=== BRANO PROPOSTO ===

Recenti statistiche affermano che con il crescente sviluppo demografico è calato in proporzione il numero delle nuove scoperte, brevetti ed invenzioni. Sembrerebbe esserci una stasi del progresso, tutto quello che poteva essere inventato è stato inventato, quello che doveva essere scoperto è stato scoperto, tutte le rivoluzioni culturali, scientifiche, e tecnologiche alla nostra portata sembrerebbero essere state già attuate. Ma è veramente così?

Certo, guardando indietro e ripensando alle starordinarie scoperte di vaccini e cure mediche, al totale ribaltamento delle cognizioni geografiche, alle strabilianti rivelazioni astronomiche, alle grandi esplorazioni e conquiste del passato, alle rivoluzionarie teorie evoluzionistiche, al periodo ricco di scoperte e invenzioni che portò all’affermazione dei nuovi mezzi di trasporto come aerei, treni a vapore, automobili e translatici, non sembra davvero possibile fare di più.

Se si pensa alla Torre Eiffel, all’Esposizione Internazionale, al Ponte di Brooklin, alla diga di Assuan, alle meraviglie tecnologiche di viadotti, ferrovie ed aereoporti, all’accresciuta facilità degli spostamenti, dove ora bastano poche ore per effettuare un viaggio che solo cento anni fa richiedeva sei mesi, sembrerebbe davvero che nulla di altrettanto rivoluzionario potrebbe, oggi, essere ancora scoperto.

===

- _CONSEGNA 1_: Secondo il brano sul progresso, che cosa affermano le recenti statistiche?
- _CONSEGNA 2_: Prosegui, per favore, il brano sul progresso a partire dall'ultima frase riportata.

=== DATI DA ANALIZZARE ===

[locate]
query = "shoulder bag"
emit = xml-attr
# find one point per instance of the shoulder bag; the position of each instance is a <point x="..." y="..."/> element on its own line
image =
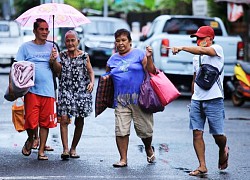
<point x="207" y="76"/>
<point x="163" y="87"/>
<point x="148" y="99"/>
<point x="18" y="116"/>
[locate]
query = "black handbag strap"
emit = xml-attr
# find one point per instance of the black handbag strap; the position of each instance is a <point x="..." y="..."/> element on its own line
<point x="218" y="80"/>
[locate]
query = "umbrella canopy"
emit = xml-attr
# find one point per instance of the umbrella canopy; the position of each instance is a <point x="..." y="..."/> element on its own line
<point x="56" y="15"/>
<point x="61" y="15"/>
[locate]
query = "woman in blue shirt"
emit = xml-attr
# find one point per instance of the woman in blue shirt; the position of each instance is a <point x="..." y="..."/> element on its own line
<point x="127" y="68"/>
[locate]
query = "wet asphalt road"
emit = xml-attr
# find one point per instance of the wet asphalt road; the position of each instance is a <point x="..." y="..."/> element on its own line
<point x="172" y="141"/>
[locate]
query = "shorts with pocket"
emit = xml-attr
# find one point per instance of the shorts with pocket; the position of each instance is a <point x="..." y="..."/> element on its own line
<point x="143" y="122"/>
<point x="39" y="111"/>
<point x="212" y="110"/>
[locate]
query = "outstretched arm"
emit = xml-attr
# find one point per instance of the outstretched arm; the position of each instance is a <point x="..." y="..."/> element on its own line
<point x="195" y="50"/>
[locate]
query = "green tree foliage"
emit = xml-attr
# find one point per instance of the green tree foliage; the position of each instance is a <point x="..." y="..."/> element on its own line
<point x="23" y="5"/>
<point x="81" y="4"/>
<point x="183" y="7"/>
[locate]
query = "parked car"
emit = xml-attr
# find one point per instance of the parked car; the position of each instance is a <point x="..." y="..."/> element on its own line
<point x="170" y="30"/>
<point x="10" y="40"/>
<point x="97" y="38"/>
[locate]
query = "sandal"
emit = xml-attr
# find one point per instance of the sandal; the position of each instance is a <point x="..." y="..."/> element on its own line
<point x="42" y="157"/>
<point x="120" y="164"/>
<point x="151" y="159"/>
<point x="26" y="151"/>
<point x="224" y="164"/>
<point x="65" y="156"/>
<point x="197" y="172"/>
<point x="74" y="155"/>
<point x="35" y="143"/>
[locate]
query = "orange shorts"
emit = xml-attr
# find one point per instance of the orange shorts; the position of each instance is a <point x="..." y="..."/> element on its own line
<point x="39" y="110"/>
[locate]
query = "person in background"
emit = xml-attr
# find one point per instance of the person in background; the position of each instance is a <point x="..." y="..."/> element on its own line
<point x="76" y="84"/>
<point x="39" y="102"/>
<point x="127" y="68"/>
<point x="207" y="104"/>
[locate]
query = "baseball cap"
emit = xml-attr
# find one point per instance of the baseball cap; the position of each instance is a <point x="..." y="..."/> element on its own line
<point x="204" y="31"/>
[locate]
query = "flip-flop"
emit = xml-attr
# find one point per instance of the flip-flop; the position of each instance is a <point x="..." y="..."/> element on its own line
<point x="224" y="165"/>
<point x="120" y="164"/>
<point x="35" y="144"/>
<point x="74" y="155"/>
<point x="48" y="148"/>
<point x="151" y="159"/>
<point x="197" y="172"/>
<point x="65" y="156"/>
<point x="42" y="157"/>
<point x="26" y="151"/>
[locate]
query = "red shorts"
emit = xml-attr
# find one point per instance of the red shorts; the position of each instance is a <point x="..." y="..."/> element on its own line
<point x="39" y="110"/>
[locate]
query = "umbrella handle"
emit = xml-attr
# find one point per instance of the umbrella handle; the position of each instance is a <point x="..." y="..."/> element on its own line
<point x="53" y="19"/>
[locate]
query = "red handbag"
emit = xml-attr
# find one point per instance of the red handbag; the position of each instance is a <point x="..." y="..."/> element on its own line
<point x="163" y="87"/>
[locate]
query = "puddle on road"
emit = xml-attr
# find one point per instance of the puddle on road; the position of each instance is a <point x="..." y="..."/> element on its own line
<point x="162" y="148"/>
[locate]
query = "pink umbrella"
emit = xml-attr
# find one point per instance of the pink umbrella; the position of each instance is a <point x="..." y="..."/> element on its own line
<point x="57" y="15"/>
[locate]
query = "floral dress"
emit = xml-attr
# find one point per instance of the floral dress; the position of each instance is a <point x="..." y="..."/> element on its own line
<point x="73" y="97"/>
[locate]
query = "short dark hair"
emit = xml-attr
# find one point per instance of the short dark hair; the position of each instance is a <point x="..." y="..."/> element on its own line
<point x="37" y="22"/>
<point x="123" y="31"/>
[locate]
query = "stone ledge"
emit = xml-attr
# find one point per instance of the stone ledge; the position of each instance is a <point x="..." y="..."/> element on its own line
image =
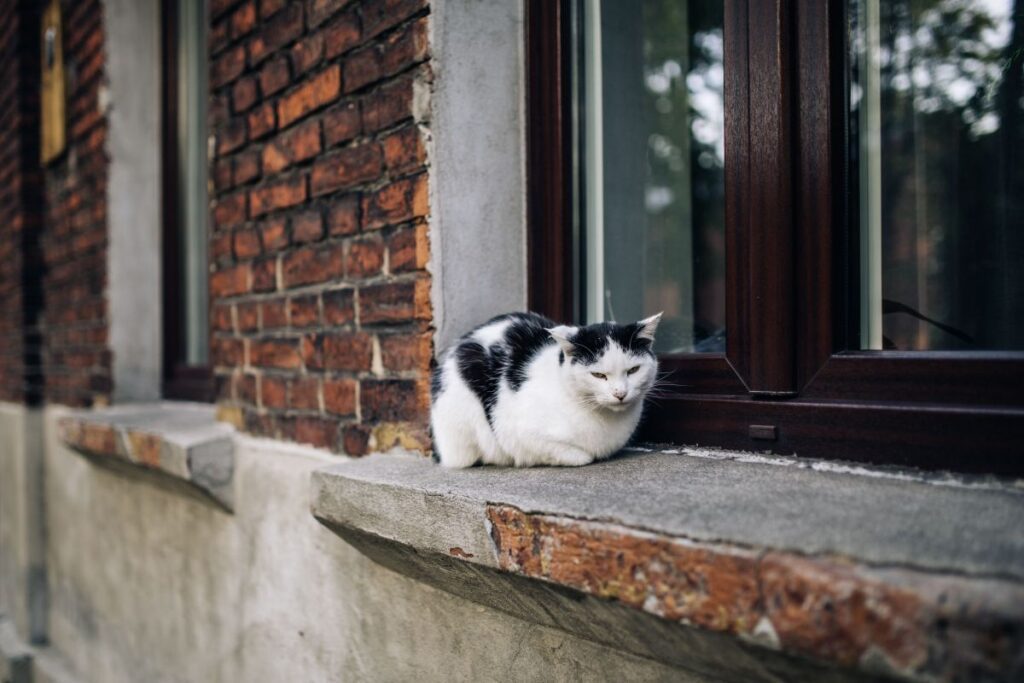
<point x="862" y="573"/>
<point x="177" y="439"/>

===

- _RISPOSTA 1_: Affermano che con il crescente sviluppo demografico è calato in proporzione il numero delle nuove scoperte, brevetti ed invenzioni.

- _RISPOSTA 2_:
Siamo andati sulla Luna e forse esploreremo presto Marte, siamo vicini a svelare i segreti della clonazione e dell’ibernazione, la durata della vita umana, grazie alle scoperte scientifiche, si è triplicata, esistono medicinali di ogni tipo, le grandi malattie che hanno funestato il mondo come la lebbra, il vaiolo, e la peste, sembrano oggi definitivamente sconfitte, la robotica ha fatto passi da gigante, la microchirurgia ha raggiunto una perfezione tale da riuscire a salvare vite che solo dieci anni fa sarebbero andate perdute, la diagnosi precoce e neonatale ha raggiunto livelli appena ieri assolutamente impensabili.

Sembrerebbe davvero che l’uomo, a questo punto, sia in possesso di tutti i segreti dell’Universo, in grado forse soltanto di perfezionare e migliorare scoperte già effettuate.

Eppure, a guardarsi indietro con attenzione, si scopre che nel periodo di grande entusiasmo che seguì la rivoluzione industriale, nell’epoca in cui l’uomo passò come un fulmine, dai carri dei pionieri ai cavalli a vapore, dalla mongolfiera al jet supersonico, dal telefono di Meucci al cellulare e dall’automobile a manovella all’astronave, qualcosa, nella sicumera del progresso, è andato perso.

Ecco che allora oggi, in carenza di nuove frontiere da valicare, la sete di conoscenza dell’uomo si volge al passato, alla ricerca di segreti forse troppo a lungo ignorati, di spiegazioni offerte troppo frettolosamente, di teorie adattate forzatamente ai fatti, di ipotesi che non sempre coincidono perfettamente con i dati disponibili.

E, come per confermare che in tutti i campi l’eccesso di sicurezza è sempre deleterio, ci si imbatte ancora in sorprendenti rivelazioni, si sollevano interrogativi stimolanti, si rivisita la storia ridisegnando temporaneamente nuove mappe che, in mezzo allo scettiscismo generale, potrebbero forse essere più aderenti al vero delle interpretazioni classiche.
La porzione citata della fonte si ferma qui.